Data records:
###

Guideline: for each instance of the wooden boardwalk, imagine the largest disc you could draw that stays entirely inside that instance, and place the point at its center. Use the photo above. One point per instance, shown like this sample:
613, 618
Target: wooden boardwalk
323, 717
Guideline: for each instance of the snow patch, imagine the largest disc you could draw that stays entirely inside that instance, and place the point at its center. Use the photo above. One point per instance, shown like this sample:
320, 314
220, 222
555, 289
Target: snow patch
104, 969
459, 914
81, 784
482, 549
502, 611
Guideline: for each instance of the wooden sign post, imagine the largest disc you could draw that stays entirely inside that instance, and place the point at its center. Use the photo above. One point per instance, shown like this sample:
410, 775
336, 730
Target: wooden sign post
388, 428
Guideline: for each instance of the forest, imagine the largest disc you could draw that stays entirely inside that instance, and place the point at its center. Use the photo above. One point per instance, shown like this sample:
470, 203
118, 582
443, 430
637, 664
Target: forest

###

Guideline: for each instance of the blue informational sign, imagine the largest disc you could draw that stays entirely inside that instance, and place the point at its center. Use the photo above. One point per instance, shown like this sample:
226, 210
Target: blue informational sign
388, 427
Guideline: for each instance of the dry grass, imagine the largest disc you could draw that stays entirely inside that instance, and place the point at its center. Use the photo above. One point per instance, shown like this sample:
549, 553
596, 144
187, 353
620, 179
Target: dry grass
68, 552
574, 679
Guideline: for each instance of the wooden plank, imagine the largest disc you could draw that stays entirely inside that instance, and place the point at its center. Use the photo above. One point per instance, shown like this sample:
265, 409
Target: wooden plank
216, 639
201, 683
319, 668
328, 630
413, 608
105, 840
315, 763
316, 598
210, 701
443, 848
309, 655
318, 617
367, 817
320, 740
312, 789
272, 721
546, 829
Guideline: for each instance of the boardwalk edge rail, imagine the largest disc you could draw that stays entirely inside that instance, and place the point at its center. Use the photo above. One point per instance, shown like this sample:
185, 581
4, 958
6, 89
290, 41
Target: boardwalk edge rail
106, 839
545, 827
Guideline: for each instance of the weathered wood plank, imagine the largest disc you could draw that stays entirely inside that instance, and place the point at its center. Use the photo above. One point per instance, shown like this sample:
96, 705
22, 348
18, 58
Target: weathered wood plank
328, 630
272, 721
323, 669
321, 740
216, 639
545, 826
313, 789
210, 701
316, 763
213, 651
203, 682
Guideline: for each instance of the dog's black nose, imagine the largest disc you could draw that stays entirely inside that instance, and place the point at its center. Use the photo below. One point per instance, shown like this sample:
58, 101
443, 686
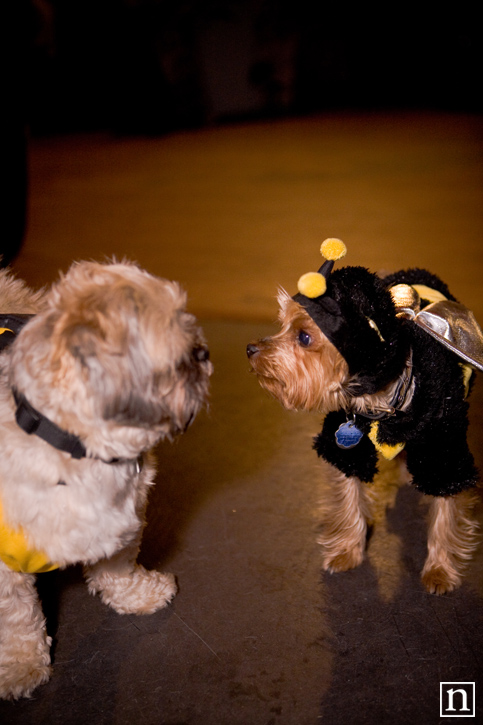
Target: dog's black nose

###

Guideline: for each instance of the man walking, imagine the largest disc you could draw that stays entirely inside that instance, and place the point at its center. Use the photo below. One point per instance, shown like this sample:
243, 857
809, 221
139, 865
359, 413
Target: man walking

###

The request:
Please give everything from the line containing "Guideline: for each instance of the wooden sign" down to the line containing "Target: forest" again, with "sign post" replaced by "signpost" and the rest of the data unchanged. Return only those lines.

Reply:
Guideline: for each instance of the wooden signpost, imagine the largest disc you could draw that stays entirely inside that instance, and place the point at its center. Use the photo above. One point per instance, shown like this sample:
410, 775
336, 730
Target: wooden signpost
388, 428
Guideline: for each instance of the forest, imagine the largest disc you could draw that stays entirely inside that instance, and place the point at its center. Use the photo above. One point per instance, shown like this sample:
470, 203
118, 582
443, 430
637, 664
Target: forest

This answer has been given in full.